Texte présenté

La citadelle est le château le plus connu des Hachichins ou Assassins, une secte ismaélienne qui menait des raids « terroristes » sur commande. Comme les croisés, il faudra attendre Baybars pour qu’ils soient délogés. Grâce à l’aide de l’Aga Khan, cette forteresse a été restaurée pour permettre une visite à travers les nombreux couloirs. Les terrasses offrent de beaux panoramas sur les environs, surtout vers le djebel Ansarié. Malgré un plan bien réalisé, il est préférable d’avoir un guide en particulier pour dénicher les sarcophages au bout d’un escalier plongé dans l’obscurité. Heureusement que je fais toujours suivre ma frontale. Sur ce coup-là, elle était indispensable. La terrasse implantée sur le toit du palais révèle le secret de la collecte d’eau : des rigoles strient le sol et convergent vers un tuyau qui descend vers les citernes souterraines. Nous retrouvons ce système à d’autres endroits dans les parois. Retour sur l’esplanade au pied des murailles pour retrouver notre véhicule.

Relevés d'identification de position
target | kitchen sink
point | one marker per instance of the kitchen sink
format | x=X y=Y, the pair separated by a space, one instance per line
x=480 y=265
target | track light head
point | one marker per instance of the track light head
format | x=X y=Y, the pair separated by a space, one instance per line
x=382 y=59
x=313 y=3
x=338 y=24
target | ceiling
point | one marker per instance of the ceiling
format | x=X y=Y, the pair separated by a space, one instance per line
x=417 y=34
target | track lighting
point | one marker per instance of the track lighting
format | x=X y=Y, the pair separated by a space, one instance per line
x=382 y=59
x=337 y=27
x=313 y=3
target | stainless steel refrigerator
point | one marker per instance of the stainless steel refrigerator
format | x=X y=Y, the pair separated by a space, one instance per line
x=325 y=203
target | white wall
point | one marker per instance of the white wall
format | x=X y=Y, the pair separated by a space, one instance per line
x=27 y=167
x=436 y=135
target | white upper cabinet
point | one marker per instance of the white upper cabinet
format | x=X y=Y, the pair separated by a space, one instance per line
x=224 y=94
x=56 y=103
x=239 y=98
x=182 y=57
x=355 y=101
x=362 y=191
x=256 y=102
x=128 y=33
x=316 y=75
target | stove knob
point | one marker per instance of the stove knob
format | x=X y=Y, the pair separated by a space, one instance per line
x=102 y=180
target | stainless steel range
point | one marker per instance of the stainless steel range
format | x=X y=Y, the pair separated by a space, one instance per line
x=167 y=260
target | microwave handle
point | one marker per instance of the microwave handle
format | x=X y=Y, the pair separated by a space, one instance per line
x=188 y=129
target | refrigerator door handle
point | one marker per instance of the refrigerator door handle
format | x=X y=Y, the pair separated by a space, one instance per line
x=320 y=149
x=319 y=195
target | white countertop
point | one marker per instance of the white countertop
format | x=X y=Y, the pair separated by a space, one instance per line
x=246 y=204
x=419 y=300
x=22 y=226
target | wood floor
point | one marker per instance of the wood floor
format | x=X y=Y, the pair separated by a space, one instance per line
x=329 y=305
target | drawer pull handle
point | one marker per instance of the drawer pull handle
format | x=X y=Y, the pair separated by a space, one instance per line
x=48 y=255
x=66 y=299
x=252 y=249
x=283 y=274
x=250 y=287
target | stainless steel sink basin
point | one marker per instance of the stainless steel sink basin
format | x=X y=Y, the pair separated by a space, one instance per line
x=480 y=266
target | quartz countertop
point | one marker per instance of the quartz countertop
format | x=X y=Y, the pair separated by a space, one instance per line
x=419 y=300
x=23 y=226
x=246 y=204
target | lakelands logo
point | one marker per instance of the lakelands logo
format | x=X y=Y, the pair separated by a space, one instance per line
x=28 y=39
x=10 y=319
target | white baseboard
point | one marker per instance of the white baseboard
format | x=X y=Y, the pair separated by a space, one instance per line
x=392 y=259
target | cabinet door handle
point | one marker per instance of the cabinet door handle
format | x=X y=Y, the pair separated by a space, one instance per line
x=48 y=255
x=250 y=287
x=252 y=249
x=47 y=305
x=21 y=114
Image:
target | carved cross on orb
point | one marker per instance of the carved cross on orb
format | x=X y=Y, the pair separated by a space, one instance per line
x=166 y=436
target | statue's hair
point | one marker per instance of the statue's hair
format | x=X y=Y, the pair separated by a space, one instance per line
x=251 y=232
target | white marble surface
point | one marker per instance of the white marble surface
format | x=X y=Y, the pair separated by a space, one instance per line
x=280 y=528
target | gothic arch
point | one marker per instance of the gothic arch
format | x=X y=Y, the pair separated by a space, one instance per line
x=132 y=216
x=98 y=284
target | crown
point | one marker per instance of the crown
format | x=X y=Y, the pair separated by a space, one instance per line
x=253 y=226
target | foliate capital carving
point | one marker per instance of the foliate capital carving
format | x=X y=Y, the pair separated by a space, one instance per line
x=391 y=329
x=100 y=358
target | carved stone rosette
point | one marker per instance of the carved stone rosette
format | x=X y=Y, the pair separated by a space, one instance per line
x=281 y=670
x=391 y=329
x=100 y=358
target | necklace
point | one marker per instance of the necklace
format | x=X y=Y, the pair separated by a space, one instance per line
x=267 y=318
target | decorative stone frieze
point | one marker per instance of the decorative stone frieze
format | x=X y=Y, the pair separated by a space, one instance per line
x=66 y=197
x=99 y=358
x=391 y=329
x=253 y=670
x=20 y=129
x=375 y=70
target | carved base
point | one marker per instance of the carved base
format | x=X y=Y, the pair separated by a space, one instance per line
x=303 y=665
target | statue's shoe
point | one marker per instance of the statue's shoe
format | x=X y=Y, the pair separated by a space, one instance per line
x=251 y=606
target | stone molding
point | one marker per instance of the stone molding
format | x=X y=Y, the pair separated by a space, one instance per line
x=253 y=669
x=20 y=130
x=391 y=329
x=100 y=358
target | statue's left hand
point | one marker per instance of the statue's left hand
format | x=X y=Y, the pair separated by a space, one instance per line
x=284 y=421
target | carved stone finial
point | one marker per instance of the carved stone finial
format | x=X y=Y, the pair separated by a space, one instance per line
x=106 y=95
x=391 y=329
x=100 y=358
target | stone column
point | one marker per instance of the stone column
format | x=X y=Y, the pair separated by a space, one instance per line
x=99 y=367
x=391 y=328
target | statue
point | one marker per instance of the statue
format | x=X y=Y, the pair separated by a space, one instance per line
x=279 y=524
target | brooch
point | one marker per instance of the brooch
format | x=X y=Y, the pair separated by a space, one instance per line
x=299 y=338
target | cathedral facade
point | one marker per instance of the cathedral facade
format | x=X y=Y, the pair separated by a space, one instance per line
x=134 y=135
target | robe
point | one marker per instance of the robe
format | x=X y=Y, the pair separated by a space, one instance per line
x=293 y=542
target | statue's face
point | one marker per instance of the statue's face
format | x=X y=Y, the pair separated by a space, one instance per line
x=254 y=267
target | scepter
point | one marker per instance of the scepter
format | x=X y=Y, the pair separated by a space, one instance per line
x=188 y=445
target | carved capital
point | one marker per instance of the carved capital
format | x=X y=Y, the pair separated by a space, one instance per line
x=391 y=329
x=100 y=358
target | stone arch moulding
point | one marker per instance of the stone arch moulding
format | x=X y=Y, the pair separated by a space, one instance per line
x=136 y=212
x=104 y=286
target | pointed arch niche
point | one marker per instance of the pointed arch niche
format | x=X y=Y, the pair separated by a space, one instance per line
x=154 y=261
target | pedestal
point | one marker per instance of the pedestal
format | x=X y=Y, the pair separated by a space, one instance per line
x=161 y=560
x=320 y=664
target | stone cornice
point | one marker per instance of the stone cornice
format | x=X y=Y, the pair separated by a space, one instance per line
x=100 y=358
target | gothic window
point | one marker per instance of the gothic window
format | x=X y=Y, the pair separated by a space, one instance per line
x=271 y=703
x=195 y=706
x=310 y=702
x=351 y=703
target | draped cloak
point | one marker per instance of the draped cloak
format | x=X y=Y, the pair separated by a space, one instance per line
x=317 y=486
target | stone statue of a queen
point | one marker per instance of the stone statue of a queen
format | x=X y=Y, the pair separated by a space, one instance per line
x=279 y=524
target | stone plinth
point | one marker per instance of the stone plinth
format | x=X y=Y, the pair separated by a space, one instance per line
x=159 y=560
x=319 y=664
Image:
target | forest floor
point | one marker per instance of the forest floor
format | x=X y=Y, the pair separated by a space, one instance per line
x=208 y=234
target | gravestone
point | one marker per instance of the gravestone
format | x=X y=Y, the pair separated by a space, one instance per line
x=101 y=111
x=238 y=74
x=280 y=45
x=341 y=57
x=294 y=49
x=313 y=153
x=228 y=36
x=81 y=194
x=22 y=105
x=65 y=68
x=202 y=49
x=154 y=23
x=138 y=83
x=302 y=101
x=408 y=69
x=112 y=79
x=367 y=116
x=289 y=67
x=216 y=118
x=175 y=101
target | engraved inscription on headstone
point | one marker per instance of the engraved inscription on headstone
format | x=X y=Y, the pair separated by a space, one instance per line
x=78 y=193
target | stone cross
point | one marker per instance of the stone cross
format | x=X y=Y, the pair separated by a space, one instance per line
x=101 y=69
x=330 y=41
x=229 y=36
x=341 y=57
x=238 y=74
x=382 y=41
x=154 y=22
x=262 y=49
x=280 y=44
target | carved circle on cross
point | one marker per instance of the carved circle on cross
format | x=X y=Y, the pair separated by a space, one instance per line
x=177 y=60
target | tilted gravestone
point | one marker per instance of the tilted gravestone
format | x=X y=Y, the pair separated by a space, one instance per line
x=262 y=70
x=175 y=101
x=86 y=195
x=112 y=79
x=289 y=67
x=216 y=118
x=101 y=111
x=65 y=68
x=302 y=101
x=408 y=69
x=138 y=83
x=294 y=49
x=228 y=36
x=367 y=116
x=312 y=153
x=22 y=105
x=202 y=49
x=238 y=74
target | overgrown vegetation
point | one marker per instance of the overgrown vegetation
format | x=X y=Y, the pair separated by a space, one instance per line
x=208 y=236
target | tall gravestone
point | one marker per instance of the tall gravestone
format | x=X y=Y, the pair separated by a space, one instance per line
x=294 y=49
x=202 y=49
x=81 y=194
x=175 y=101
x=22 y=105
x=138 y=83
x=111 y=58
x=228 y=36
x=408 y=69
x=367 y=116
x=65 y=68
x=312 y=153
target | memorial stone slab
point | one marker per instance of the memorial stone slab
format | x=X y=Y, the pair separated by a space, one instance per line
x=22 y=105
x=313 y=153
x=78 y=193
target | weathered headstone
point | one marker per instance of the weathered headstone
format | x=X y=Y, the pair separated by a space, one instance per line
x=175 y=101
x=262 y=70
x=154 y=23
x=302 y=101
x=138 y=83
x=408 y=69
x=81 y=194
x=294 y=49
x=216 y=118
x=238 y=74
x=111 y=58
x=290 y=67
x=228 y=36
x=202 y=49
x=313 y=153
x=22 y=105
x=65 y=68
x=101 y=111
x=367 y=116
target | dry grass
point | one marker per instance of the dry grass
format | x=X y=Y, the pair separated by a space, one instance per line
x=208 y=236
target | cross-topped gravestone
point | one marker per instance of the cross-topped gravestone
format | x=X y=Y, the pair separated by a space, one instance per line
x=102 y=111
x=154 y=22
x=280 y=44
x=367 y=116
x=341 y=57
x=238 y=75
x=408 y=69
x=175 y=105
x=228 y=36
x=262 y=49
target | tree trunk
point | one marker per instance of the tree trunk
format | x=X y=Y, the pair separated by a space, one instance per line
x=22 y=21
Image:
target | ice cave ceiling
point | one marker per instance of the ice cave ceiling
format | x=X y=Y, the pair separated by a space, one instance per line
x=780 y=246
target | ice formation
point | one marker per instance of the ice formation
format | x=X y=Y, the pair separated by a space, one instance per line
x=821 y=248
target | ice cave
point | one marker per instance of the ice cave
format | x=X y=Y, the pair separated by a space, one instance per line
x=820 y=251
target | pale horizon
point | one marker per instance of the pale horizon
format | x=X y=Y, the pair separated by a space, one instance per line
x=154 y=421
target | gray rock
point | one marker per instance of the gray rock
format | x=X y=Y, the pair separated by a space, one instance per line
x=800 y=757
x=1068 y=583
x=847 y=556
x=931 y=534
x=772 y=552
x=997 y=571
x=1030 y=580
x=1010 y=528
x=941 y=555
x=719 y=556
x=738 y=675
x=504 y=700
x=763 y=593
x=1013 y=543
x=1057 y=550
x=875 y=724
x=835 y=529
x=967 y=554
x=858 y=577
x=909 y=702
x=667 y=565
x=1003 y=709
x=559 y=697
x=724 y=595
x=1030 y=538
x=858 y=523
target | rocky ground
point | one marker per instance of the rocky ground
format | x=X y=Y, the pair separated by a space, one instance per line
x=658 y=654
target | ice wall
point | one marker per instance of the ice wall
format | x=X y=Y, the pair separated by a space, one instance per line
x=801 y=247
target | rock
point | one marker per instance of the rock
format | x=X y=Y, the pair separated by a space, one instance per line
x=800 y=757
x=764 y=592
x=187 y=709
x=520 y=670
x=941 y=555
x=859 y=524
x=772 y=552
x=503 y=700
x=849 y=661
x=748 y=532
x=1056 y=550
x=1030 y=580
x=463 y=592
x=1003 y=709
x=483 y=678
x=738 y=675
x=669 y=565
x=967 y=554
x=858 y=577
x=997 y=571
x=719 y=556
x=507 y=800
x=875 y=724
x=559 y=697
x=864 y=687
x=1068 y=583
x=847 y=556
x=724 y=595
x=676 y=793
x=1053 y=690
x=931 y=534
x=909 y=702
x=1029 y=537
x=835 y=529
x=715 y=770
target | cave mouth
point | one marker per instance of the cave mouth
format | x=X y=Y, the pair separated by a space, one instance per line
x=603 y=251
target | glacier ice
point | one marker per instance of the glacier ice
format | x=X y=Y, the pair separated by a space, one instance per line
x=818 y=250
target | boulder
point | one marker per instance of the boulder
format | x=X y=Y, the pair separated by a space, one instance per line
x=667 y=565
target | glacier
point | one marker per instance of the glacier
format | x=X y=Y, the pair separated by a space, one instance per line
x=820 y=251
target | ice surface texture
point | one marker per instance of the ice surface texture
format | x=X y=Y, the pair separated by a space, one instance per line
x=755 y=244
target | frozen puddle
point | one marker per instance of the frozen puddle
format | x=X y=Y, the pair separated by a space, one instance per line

Énoncé
Les affirmations suivantes concordent-elles avec le texte présenté ? Pour chacune, répondez par oui ou non, puis citez les mots du texte qui tranchent.
1. La forteresse a été restaurée grâce à l’aide de l’Aga Khan.
2. Les terrasses offrent surtout des panoramas vers la mer.
3. Sur la terrasse du palais, les rigoles convergent vers un tuyau qui descend vers les citernes souterraines.

Corrigé complet
1. Oui : « Grâce à l’aide de l’Aga Khan, cette forteresse a été restaurée ».
2. Non : « Les terrasses offrent de beaux panoramas sur les environs, surtout vers le djebel Ansarié ».
3. Oui : « des rigoles strient le sol et convergent vers un tuyau qui descend vers les citernes souterraines ».